[Point annotation dataset records]
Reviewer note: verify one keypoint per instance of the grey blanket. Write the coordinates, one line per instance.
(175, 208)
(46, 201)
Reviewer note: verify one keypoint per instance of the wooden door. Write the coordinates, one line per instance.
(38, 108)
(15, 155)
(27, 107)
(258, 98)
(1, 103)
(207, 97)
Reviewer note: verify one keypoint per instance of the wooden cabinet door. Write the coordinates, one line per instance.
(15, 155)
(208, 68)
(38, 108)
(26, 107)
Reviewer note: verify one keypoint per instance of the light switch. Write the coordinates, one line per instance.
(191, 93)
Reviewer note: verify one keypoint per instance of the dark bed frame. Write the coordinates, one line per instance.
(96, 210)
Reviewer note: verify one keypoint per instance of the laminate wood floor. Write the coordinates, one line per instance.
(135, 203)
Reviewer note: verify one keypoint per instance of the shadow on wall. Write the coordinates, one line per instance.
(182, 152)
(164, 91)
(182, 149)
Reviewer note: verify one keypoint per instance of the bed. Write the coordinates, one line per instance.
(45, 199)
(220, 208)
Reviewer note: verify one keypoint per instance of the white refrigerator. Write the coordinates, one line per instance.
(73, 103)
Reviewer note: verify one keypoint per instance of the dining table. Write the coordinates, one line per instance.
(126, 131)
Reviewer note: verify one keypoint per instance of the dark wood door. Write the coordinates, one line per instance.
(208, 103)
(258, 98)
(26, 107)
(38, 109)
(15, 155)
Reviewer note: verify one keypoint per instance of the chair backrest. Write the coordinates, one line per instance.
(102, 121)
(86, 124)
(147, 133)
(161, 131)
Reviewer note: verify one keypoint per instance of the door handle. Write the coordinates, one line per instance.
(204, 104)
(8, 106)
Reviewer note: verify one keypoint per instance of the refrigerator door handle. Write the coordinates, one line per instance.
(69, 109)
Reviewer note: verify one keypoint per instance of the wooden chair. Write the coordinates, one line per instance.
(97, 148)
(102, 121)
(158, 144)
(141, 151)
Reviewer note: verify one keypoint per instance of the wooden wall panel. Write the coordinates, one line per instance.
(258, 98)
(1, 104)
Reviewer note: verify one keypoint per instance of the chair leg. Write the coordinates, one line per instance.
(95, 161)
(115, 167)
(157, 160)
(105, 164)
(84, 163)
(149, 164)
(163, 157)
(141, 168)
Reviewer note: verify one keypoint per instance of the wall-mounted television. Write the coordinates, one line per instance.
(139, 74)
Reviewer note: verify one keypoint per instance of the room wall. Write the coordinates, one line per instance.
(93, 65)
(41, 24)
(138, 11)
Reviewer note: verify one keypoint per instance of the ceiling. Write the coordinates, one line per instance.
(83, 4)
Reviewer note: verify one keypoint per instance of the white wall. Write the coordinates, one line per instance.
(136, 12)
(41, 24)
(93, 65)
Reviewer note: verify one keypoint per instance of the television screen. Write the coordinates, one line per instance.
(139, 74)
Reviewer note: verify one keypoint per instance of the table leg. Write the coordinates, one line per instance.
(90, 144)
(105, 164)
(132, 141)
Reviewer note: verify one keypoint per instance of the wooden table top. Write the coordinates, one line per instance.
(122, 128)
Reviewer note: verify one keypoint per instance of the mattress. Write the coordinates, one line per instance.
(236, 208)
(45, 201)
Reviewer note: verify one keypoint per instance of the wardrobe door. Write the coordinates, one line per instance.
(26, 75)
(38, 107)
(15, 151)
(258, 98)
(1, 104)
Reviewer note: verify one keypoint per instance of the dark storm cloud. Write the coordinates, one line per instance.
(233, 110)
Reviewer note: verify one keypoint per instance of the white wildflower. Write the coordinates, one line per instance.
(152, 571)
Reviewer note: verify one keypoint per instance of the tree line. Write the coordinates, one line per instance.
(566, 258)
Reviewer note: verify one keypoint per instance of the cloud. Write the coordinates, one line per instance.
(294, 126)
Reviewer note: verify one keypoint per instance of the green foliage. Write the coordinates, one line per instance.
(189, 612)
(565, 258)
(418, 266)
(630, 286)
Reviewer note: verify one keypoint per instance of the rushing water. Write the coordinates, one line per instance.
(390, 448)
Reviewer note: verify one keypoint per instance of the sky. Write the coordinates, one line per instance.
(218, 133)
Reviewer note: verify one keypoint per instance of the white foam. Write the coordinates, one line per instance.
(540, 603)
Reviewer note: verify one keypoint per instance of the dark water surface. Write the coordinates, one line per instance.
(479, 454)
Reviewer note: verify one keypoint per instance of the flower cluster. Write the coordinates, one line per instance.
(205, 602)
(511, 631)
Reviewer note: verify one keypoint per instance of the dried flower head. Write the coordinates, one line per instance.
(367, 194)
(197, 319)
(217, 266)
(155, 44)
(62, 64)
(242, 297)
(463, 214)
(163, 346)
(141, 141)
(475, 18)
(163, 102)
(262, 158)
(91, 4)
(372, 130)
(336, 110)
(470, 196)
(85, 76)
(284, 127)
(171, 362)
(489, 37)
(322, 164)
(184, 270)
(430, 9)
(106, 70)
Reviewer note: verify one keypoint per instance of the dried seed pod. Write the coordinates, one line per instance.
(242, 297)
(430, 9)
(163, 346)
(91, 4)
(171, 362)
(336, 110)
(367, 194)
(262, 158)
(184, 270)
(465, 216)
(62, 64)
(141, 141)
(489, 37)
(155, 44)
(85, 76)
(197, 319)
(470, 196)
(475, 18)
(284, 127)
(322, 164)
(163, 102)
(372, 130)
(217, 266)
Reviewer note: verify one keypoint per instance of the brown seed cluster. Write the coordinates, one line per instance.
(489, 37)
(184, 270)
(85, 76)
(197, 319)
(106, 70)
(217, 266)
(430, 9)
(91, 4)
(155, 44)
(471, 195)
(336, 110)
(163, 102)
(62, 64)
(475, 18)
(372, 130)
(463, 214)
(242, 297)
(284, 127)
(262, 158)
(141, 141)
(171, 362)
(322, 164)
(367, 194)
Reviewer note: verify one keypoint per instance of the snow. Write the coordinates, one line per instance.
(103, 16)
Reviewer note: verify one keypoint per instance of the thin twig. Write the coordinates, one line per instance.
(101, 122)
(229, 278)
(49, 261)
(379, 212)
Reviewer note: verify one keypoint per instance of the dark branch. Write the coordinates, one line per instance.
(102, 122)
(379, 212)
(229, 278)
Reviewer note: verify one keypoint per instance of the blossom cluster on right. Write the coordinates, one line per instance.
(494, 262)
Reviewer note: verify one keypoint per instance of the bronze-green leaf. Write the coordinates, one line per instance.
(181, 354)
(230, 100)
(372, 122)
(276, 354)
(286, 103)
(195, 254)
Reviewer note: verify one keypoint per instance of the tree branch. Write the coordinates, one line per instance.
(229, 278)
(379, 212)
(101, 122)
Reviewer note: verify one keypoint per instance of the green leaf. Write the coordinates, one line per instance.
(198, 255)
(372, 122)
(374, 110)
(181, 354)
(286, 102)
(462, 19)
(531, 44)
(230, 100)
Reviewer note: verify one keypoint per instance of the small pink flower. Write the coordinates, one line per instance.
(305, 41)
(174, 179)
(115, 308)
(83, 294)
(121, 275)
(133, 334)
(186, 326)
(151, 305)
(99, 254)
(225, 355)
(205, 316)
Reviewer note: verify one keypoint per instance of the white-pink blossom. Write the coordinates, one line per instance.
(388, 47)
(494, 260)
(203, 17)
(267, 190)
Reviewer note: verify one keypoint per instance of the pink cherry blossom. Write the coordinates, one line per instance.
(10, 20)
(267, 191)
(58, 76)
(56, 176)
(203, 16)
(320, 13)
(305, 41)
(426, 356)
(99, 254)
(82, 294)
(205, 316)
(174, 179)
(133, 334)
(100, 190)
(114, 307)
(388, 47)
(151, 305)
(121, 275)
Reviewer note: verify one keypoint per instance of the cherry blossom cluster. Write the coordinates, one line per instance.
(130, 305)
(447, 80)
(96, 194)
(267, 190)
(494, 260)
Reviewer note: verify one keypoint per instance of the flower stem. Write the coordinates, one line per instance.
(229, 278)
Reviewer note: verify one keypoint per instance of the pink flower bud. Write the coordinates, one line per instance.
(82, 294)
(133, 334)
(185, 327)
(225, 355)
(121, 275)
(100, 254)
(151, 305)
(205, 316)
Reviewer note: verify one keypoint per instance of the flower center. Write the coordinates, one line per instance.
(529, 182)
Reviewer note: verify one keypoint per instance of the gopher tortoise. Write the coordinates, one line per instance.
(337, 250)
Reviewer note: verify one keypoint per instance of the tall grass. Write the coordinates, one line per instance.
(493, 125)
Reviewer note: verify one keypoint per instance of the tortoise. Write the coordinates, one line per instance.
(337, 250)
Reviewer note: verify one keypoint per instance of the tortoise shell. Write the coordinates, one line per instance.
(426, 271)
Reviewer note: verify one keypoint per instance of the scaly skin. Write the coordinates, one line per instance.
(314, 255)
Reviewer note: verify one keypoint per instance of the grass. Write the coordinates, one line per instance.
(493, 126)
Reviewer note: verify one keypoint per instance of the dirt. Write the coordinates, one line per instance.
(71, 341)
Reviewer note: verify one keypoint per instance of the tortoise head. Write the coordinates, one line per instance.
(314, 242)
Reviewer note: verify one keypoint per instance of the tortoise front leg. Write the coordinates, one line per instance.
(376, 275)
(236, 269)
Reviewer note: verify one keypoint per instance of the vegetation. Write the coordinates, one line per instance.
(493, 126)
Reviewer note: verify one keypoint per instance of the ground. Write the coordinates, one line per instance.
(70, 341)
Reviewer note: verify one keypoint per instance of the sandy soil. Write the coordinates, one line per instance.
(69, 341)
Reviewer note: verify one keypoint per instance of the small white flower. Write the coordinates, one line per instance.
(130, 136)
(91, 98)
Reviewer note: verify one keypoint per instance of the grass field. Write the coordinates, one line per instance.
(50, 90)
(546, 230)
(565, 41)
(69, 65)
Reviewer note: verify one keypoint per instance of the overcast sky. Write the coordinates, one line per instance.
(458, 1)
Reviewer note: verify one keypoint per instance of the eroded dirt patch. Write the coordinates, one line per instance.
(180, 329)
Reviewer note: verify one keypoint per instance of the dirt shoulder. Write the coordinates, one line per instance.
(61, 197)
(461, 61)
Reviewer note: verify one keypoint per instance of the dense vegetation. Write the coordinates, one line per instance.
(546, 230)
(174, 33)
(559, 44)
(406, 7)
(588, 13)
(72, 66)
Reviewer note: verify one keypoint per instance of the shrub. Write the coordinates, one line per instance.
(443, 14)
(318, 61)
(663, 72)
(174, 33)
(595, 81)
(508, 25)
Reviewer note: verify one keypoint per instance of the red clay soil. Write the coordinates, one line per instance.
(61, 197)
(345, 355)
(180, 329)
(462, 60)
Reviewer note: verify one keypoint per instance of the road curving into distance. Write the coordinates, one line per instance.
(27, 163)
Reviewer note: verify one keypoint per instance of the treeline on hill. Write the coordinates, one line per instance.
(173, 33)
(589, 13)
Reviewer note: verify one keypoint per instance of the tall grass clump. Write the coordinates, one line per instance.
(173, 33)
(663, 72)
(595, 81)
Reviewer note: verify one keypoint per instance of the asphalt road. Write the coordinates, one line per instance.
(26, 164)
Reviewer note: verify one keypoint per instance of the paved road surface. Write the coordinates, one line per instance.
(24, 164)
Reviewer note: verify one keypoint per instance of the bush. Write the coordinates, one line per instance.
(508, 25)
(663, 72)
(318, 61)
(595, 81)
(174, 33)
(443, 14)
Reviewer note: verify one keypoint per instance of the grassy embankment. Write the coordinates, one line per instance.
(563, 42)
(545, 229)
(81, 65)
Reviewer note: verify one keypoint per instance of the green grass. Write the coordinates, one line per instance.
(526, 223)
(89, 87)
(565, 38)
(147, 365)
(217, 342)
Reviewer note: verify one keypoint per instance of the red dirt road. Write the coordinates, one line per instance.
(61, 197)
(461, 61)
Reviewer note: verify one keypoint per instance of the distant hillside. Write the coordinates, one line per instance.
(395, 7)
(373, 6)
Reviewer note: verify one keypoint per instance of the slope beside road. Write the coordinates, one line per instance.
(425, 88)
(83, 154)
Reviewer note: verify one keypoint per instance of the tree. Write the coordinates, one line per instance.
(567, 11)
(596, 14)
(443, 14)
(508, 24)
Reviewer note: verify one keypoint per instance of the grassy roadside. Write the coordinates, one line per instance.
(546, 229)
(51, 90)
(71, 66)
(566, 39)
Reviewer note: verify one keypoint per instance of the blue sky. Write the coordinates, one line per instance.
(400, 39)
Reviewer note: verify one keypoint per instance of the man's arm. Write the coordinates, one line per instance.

Task goal:
Starting at the line with "Reviewer note: verify one keypoint per instance of the asphalt", copy every line up to and including the last one in the entries above.

Solution:
Reviewer note: verify one keypoint per instance of the asphalt road. Write the coordinates, one line per instance.
(26, 164)
Reviewer note: verify one keypoint per instance of the paved road surface. Write the coordinates, one line per instance.
(24, 164)
Reviewer note: verify one keypoint per instance of the bush. Write the coordinates, one line per instance.
(508, 25)
(663, 72)
(318, 61)
(595, 81)
(174, 33)
(443, 14)
Reviewer note: verify one keypoint per instance of the grassy embankment. Write the coordinates, one line per instance.
(563, 42)
(545, 229)
(81, 65)
Reviewer note: verify one keypoint per instance of the green grass. Write the coordinates, one line per instance.
(526, 223)
(89, 87)
(565, 38)
(147, 365)
(217, 342)
Reviewer note: verify one keypoint per instance of the red dirt road. Write the coordinates, one line per instance.
(61, 197)
(461, 61)
Reviewer note: verify one keypoint per instance of the distant hillside. Write the coordinates, one line per instance.
(395, 7)
(373, 6)
Reviewer note: verify one keypoint per instance of the slope beside road. Write the coordinates, one line per instance.
(425, 88)
(83, 154)
Reviewer note: verify one keypoint per instance of the tree. Write the coordinates, one line per instance.
(567, 11)
(596, 14)
(443, 14)
(508, 24)
Reviewer note: verify one keypoint per instance of the grassy roadside. Write the coordinates, one line per instance.
(546, 229)
(51, 90)
(71, 66)
(566, 39)
Reviewer note: verify one keypoint per instance of the blue sky. Write the coordinates, one line per instance.
(400, 39)
Reviewer note: verify one keypoint per instance of the man's arm. Write the coordinates, one line per instance.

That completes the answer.